• [To do]: Please give the text of the rows below as a JSON list of strings, one string per line, covering everything from the start of the rows through the line holding "233), (88, 215)]", both ends included. Skip blank lines and leave out the pictures.

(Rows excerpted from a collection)
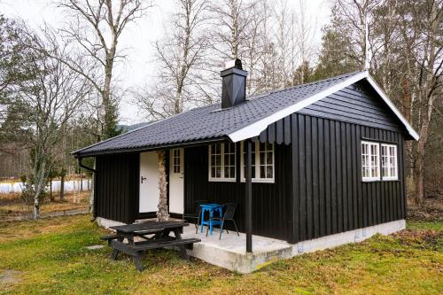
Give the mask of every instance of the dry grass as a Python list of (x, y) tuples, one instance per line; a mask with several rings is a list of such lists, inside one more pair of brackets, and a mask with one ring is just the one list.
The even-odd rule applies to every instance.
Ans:
[(408, 219), (425, 221), (443, 221), (443, 196), (428, 197), (422, 206), (408, 201)]
[[(53, 213), (74, 209), (87, 209), (89, 206), (89, 192), (69, 192), (65, 194), (65, 199), (59, 200), (55, 195), (55, 200), (45, 199), (41, 206), (41, 213)], [(19, 193), (0, 194), (0, 221), (11, 217), (26, 216), (30, 213)]]
[(0, 222), (0, 293), (442, 294), (443, 222), (408, 227), (240, 276), (172, 250), (148, 252), (139, 273), (127, 255), (85, 248), (105, 233), (88, 215)]

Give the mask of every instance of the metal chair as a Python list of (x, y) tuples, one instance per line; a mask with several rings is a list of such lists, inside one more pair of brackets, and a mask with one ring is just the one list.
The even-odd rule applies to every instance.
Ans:
[(208, 204), (211, 203), (210, 201), (207, 200), (197, 200), (192, 202), (192, 213), (183, 213), (183, 220), (196, 220), (197, 219), (197, 223), (195, 223), (195, 233), (197, 234), (198, 232), (198, 223), (200, 222), (200, 217), (201, 217), (201, 207), (200, 205), (202, 204)]
[[(220, 236), (219, 236), (219, 240), (222, 239), (222, 233), (223, 232), (223, 225), (224, 222), (227, 221), (232, 221), (234, 223), (234, 227), (236, 228), (237, 235), (240, 237), (240, 234), (238, 233), (238, 229), (237, 228), (237, 223), (236, 221), (234, 220), (234, 214), (236, 213), (236, 209), (237, 209), (237, 203), (226, 203), (223, 204), (223, 207), (226, 208), (223, 217), (222, 218), (222, 225), (220, 226)], [(214, 217), (213, 220), (220, 221), (219, 217)], [(207, 230), (206, 229), (206, 237), (207, 237)], [(229, 233), (228, 231), (228, 229), (226, 229), (226, 233)]]

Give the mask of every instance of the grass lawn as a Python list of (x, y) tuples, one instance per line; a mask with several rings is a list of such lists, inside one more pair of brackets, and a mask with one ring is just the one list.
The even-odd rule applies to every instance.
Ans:
[[(88, 209), (89, 192), (66, 192), (65, 199), (60, 201), (58, 192), (55, 192), (55, 200), (45, 199), (40, 207), (42, 213), (74, 209)], [(32, 207), (26, 206), (19, 193), (0, 194), (0, 221), (13, 216), (29, 215)], [(1, 238), (1, 237), (0, 237)]]
[(241, 276), (167, 250), (149, 252), (138, 273), (128, 256), (85, 249), (105, 233), (87, 215), (3, 222), (0, 293), (441, 294), (443, 221), (408, 227)]

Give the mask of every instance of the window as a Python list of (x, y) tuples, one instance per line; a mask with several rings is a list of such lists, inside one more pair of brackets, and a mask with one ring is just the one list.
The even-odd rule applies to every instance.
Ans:
[(380, 180), (379, 144), (361, 142), (361, 175), (363, 181)]
[(181, 173), (182, 171), (182, 158), (180, 156), (180, 149), (172, 150), (172, 170), (173, 173)]
[(209, 145), (209, 181), (236, 181), (236, 144), (230, 143)]
[[(245, 152), (242, 143), (242, 181), (245, 181)], [(269, 143), (253, 144), (252, 178), (256, 182), (274, 182), (274, 144)]]
[(397, 180), (397, 145), (382, 144), (383, 180)]

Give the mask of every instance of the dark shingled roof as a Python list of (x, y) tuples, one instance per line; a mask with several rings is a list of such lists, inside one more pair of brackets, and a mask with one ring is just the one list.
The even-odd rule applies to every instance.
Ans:
[(227, 138), (234, 131), (360, 73), (349, 73), (249, 97), (245, 103), (228, 109), (221, 109), (220, 104), (192, 109), (74, 151), (73, 154), (84, 157)]

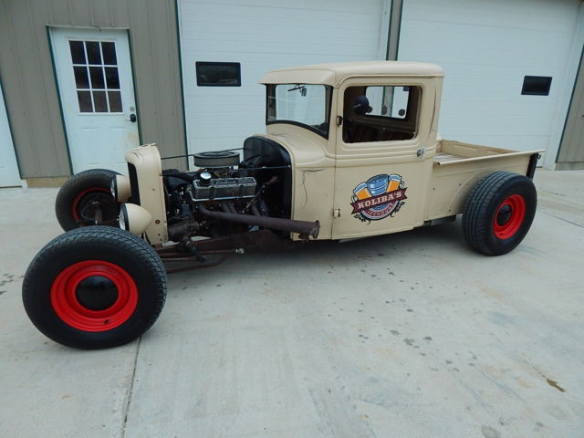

• [Full response]:
[
  "Give the mask of every instance of the dry grass as a Python list of (x, y) tuples, one instance per line; a mask with several rings is a list of such lists, inside one more pair of brackets, and a mask with one ring is just the one list.",
  "The even-odd rule applies to every instance.",
  "Ans:",
  "[(408, 219), (425, 221), (443, 221), (443, 196), (428, 197), (422, 206), (408, 201)]",
  "[[(53, 213), (74, 209), (87, 209), (89, 206), (89, 192), (69, 192), (65, 194), (65, 199), (59, 200), (55, 195), (55, 200), (45, 199), (41, 206), (41, 213)], [(19, 193), (0, 194), (0, 221), (11, 217), (26, 216), (30, 213)]]",
  "[(0, 222), (0, 293), (442, 294), (443, 222), (408, 227), (240, 276), (172, 250), (148, 252), (139, 273), (127, 255), (85, 248), (105, 233), (88, 215)]"
]